[BEGIN]

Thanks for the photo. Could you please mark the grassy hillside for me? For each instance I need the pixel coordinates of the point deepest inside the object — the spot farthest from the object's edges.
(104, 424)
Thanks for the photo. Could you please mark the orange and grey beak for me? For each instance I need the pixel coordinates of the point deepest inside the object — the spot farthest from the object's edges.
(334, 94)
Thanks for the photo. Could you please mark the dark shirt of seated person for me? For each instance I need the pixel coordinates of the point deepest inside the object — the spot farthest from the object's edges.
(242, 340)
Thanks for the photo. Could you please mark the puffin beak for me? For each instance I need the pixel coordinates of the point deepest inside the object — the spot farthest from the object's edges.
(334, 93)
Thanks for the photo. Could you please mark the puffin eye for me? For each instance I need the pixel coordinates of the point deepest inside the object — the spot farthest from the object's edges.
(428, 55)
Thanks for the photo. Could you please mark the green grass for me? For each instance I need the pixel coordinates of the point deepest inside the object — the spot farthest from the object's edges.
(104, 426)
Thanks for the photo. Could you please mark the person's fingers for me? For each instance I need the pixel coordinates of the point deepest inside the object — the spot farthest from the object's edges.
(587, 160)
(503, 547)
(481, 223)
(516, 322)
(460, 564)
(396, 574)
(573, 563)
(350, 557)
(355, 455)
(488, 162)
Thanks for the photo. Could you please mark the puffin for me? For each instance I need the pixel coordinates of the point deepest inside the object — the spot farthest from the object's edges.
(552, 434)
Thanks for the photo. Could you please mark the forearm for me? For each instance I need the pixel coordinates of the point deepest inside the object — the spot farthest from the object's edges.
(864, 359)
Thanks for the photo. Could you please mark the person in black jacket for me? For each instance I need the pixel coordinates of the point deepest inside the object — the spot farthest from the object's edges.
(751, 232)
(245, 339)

[END]
[BEGIN]

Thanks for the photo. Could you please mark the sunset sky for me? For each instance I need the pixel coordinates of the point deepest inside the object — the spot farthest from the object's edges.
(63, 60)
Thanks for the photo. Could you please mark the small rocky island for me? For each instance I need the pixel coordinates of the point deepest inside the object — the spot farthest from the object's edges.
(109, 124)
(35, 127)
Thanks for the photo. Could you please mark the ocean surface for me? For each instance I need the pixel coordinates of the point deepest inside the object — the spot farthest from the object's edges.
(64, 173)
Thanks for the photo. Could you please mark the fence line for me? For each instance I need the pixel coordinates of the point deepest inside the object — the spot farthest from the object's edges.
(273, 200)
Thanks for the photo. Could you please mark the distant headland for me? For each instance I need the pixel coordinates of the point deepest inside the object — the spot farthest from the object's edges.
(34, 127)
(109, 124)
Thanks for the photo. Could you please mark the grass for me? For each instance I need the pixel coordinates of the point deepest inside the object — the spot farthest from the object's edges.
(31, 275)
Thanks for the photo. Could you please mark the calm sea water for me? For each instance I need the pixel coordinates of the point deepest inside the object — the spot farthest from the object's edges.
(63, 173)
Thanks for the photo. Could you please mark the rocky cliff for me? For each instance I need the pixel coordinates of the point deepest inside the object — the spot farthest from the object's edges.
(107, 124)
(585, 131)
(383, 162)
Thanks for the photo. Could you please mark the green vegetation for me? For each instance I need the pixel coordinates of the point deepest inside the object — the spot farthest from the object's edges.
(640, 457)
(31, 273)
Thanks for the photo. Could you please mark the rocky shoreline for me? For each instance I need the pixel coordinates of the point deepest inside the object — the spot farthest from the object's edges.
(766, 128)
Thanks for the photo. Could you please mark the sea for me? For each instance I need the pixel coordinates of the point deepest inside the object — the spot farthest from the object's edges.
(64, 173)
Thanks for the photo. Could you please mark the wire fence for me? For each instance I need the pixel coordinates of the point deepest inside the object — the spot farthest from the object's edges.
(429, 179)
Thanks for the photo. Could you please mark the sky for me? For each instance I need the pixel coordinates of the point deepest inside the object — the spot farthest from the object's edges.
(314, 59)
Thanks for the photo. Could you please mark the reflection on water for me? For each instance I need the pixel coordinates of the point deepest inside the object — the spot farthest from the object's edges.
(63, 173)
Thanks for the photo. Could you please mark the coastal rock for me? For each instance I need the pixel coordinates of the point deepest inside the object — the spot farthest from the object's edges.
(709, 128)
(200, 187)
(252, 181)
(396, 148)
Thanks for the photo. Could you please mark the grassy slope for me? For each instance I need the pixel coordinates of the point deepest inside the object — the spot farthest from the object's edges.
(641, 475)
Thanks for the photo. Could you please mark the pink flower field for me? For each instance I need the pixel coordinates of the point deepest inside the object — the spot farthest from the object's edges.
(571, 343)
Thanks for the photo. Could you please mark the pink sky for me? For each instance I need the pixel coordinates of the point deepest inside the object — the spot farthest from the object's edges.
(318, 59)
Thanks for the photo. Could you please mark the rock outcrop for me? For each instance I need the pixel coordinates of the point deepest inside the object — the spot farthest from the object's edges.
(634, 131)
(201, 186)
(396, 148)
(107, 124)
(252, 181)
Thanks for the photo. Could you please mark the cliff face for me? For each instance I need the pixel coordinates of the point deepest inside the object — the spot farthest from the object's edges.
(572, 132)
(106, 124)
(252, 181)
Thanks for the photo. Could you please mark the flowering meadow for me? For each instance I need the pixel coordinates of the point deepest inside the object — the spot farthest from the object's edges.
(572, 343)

[END]
[BEGIN]

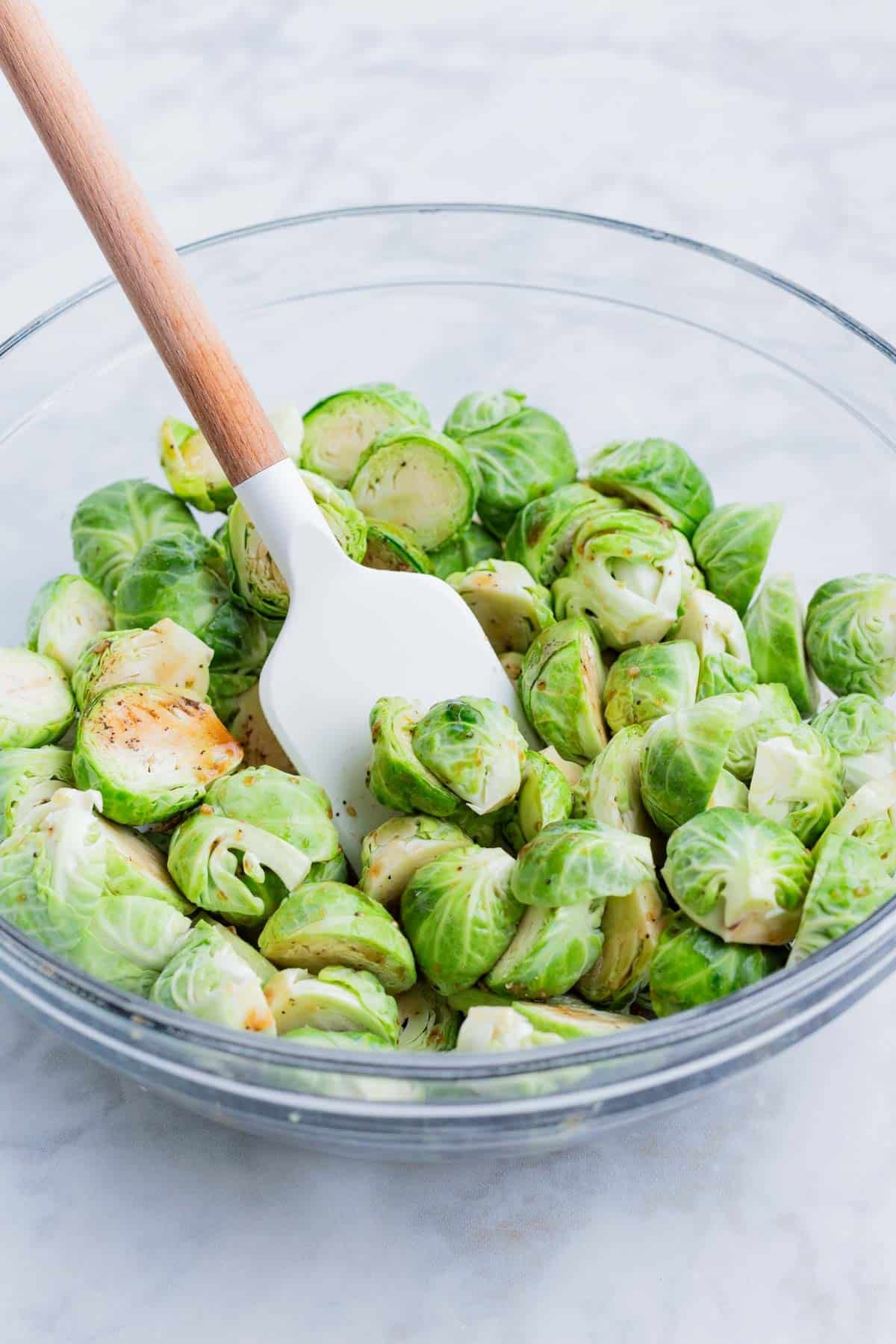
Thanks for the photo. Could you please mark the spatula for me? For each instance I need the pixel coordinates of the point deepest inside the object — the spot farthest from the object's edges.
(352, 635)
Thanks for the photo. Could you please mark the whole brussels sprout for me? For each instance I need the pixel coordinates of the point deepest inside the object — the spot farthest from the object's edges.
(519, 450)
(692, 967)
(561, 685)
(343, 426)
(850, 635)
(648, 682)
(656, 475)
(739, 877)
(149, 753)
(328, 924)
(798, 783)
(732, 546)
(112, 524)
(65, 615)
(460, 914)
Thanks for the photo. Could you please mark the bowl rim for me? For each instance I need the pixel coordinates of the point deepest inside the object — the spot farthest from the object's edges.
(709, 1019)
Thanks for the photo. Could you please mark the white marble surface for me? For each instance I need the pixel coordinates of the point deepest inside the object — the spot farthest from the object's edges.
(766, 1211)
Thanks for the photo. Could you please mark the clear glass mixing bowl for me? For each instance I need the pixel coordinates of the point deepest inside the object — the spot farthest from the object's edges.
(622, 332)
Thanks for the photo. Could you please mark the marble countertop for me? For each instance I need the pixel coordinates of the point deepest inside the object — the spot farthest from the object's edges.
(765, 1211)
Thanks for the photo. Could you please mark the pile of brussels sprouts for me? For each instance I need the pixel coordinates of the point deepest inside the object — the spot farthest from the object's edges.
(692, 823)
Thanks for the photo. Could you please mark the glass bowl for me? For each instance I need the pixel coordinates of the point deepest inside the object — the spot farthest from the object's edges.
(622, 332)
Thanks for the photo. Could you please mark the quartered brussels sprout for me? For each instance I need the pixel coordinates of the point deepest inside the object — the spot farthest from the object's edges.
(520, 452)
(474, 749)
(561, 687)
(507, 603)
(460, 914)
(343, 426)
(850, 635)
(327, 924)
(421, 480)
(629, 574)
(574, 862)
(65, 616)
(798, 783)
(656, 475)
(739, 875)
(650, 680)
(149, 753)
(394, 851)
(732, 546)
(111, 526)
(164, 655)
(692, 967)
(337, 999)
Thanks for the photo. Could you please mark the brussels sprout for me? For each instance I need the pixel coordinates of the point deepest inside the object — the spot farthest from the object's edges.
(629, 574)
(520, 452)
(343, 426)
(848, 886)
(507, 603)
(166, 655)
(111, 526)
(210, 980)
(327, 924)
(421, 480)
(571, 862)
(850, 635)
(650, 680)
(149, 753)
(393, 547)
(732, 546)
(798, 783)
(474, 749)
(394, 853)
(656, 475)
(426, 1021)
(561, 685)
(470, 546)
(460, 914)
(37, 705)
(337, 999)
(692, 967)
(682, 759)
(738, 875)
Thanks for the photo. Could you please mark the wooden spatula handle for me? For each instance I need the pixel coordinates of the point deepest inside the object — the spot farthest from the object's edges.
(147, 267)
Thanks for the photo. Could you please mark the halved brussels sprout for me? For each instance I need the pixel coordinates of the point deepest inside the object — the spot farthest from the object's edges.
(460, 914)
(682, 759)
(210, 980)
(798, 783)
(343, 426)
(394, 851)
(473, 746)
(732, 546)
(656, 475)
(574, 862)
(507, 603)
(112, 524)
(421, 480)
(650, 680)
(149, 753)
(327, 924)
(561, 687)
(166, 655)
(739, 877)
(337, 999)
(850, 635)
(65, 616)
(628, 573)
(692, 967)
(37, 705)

[END]

■ **The problem**: Extract every line of the records above that contains the string "brussels" and list those lines in their original order.

■ **Problem solution**:
Thanks for the photo. Could you please mark the whole brussels sprout for me? For each instance I need the pixel coordinates of the point deepest inside the object — the spot farthest from the object's edges.
Thanks for the photo. Could you please mark the pile of brussels sprouts for me? For each instance I need the pixel coordinates of the point deepest inside the object — the spot farthest from the object's edges.
Thanks for the photo. Could you please mark the quartered brussels sprout for me? For each instance I need the pixel coordinates of the point deepest inside the object — the spot farthest from the object's edges.
Thanks for the photo. Could you please mark the brussels sprout for me? For each instance I need the pixel coordinates of the point deepest inside the object — the spot farthest from the object's edges.
Thanks for the photo. Could you please mark the halved brussels sprout for me? For each instance I need the pixel coordinates of the point deepest inside the object — the spot farthest from the object's edges.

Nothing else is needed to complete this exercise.